» **TEXT SHOWN**

--- START ---

We were given permission to share this story by the people involved, but due to its sensitive nature we have changed their names.

As Holt’s senior writer for the past eight years, I’ve met a lot of kids. I’ve heard — and retold — a lot of stories. And I’ve seen some pretty heartbreaking things. I feel it, every time. The hurt, the sadness in the eyes of these children.

But at this point, it’s pretty hard to shake me.

Then I met Linh.

Linh shook me. And I can’t get her out of my mind.

We met Linh on a busy street corner in a city that lies along the picturesque southern coast of Vietnam — a once-quiet fishing village now overrun with Chinese and Russian tourists. Linh is about 5 feet tall, with short, dark, clipped-back hair, tan skin, and cheeks so full that she looks even younger than she already is. She wore a black shirt and skinny jeans, her toes poking out of rubber slip-on sandals. On each sandal, a little bear looked out at the world with vacant black dots for eyes and two downturned lines for a mouth — an expression that mirrored what we saw on Linh’s face most of that first afternoon we spent with her last January.

--- END ---

» **LISTED ENTRIES**
--- START ---

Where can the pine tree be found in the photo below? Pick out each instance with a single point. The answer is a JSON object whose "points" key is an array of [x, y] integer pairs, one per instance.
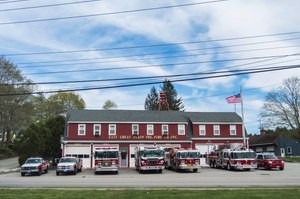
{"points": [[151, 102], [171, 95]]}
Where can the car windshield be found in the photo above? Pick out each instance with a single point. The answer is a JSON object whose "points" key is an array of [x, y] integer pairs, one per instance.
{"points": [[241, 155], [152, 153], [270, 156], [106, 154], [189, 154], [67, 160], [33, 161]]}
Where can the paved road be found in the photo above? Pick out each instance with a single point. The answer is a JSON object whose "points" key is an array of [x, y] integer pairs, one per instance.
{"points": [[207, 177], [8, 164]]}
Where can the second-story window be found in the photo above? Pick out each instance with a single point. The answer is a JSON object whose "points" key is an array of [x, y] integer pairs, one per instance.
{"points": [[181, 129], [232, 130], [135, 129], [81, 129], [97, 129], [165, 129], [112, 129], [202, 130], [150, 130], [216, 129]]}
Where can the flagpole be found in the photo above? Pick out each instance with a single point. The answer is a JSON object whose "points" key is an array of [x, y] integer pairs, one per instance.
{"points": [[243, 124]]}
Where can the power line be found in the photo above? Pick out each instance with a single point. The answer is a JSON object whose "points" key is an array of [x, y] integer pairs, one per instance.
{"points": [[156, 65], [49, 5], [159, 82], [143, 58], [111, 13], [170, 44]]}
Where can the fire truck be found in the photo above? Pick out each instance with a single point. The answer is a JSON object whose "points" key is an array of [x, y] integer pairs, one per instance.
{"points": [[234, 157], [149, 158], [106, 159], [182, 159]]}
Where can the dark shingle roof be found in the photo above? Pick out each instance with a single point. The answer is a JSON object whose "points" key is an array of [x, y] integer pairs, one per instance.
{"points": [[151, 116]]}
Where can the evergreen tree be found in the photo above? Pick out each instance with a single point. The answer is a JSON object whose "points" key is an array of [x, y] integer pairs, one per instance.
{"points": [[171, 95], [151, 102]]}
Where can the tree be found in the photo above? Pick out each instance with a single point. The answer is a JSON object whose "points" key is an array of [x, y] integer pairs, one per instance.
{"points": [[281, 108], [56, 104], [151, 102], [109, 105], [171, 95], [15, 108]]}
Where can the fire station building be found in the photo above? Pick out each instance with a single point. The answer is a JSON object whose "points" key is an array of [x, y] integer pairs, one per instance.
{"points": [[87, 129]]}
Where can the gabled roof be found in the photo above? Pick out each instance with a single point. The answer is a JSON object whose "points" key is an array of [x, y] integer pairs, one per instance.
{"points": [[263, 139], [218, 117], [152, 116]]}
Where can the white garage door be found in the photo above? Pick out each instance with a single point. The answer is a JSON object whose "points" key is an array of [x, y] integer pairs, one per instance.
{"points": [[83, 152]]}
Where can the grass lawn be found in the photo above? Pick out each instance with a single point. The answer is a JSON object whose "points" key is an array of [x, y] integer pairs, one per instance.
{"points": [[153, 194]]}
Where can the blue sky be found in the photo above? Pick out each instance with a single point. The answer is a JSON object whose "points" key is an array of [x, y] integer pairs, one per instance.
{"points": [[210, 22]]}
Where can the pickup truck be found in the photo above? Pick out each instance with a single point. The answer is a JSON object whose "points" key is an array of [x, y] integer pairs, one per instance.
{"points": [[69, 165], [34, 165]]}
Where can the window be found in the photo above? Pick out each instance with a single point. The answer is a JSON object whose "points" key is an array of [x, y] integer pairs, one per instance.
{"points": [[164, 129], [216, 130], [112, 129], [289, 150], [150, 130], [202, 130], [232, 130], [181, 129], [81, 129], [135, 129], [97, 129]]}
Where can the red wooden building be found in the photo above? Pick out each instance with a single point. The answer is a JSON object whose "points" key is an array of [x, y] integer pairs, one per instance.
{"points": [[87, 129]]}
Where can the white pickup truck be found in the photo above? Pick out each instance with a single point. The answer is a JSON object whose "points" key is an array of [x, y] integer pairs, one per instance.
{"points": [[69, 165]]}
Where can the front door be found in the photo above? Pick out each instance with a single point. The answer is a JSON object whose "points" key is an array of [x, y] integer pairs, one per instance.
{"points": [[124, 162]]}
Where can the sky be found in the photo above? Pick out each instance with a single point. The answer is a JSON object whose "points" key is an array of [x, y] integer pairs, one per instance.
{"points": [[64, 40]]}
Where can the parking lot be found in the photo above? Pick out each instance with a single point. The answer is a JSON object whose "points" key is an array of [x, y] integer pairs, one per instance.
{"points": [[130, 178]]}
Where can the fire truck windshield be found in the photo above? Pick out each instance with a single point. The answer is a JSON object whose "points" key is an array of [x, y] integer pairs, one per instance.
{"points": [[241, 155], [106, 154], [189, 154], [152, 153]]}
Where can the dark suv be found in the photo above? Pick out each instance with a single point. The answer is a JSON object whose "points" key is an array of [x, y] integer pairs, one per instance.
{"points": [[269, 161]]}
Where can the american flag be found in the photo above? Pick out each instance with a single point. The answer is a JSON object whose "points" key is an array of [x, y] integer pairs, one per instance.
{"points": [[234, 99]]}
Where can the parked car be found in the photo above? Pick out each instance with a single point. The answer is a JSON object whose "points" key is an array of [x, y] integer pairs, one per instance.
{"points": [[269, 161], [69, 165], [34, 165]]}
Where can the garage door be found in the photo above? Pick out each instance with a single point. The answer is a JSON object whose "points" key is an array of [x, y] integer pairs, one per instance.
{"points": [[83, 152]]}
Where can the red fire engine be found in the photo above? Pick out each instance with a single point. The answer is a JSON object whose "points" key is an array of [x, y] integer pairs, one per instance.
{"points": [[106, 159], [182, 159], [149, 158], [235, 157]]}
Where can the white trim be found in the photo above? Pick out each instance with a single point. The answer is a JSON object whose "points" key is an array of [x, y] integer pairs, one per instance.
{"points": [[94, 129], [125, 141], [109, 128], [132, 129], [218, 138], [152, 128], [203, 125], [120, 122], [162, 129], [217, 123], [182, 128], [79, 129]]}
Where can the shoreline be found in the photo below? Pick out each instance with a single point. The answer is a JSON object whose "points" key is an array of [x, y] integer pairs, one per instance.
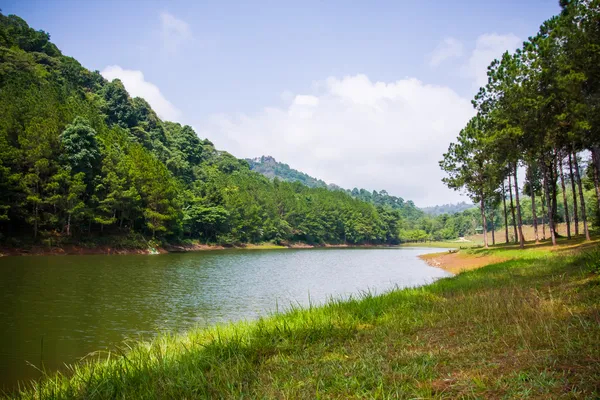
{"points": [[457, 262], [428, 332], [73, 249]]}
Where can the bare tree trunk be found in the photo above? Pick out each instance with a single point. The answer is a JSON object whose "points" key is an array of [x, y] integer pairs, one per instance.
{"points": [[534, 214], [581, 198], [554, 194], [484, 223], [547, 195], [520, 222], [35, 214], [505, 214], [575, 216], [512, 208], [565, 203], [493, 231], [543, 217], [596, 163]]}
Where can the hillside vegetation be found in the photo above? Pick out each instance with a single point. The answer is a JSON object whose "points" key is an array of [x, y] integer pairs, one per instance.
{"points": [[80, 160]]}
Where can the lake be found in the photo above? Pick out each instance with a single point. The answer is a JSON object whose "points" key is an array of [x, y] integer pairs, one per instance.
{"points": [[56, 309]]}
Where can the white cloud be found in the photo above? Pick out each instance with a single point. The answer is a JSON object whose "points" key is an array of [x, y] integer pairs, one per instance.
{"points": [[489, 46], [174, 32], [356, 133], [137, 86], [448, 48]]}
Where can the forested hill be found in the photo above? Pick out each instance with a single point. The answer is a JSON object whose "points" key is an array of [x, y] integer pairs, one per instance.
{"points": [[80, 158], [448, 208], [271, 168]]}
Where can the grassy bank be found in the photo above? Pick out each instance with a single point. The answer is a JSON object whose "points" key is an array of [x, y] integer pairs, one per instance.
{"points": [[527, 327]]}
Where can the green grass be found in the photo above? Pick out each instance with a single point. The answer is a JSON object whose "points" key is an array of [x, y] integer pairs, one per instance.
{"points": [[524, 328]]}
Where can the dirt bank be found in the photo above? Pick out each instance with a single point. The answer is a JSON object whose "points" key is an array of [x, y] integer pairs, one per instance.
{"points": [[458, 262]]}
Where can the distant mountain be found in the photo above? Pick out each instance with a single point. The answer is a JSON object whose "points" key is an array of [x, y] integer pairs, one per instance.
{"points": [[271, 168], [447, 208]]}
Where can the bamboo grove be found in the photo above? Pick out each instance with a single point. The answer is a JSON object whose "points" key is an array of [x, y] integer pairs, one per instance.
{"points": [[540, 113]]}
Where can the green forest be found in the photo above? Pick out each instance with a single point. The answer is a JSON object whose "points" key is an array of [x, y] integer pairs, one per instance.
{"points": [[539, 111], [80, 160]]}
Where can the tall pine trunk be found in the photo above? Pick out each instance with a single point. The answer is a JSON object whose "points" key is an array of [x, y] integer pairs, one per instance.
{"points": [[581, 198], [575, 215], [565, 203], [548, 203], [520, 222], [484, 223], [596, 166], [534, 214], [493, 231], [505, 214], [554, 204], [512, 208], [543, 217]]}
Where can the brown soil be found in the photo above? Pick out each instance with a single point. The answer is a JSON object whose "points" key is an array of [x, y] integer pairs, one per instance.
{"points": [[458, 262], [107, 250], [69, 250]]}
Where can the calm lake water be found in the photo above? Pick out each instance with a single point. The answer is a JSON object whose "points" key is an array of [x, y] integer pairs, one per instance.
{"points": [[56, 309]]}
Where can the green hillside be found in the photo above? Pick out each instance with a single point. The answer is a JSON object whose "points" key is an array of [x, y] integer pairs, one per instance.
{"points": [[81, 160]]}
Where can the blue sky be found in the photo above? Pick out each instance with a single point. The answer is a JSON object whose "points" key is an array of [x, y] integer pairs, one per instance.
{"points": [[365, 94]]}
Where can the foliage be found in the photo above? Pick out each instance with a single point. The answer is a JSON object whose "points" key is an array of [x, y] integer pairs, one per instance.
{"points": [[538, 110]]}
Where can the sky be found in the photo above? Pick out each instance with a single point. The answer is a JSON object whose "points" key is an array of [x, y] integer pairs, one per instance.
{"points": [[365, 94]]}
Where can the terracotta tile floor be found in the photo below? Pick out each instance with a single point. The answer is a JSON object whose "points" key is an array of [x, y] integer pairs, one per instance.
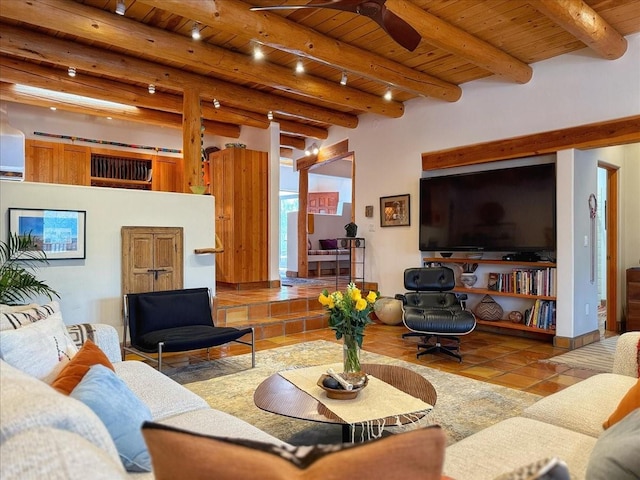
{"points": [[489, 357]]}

--- END ---

» **PROBLEMS AND TASKS**
A. Write out the story about Linh from "As Holt’s senior" up to and including "I met Linh.", renaming "stories" as "accounts".
B. In the story about Linh, what was on each of her sandals?
C. Does each statement agree with the story about Linh? (i) The writer first met Linh on a busy street corner. (ii) The writer has been Holt's senior writer for ten years. (iii) The people in the story appear under their real names.
The material has no connection to the story about Linh.

» **SOLUTIONS FOR EACH TASK**
A.
As Holt’s senior writer for the past eight years, I’ve met a lot of kids. I’ve heard — and retold — a lot of accounts. And I’ve seen some pretty heartbreaking things. I feel it, every time. The hurt, the sadness in the eyes of these children.

But at this point, it’s pretty hard to shake me.

Then I met Linh.

B. A little bear.

C.
(i) Yes: "We met Linh on a busy street corner."
(ii) No: "As Holt’s senior writer for the past eight years."
(iii) No: "we have changed their names."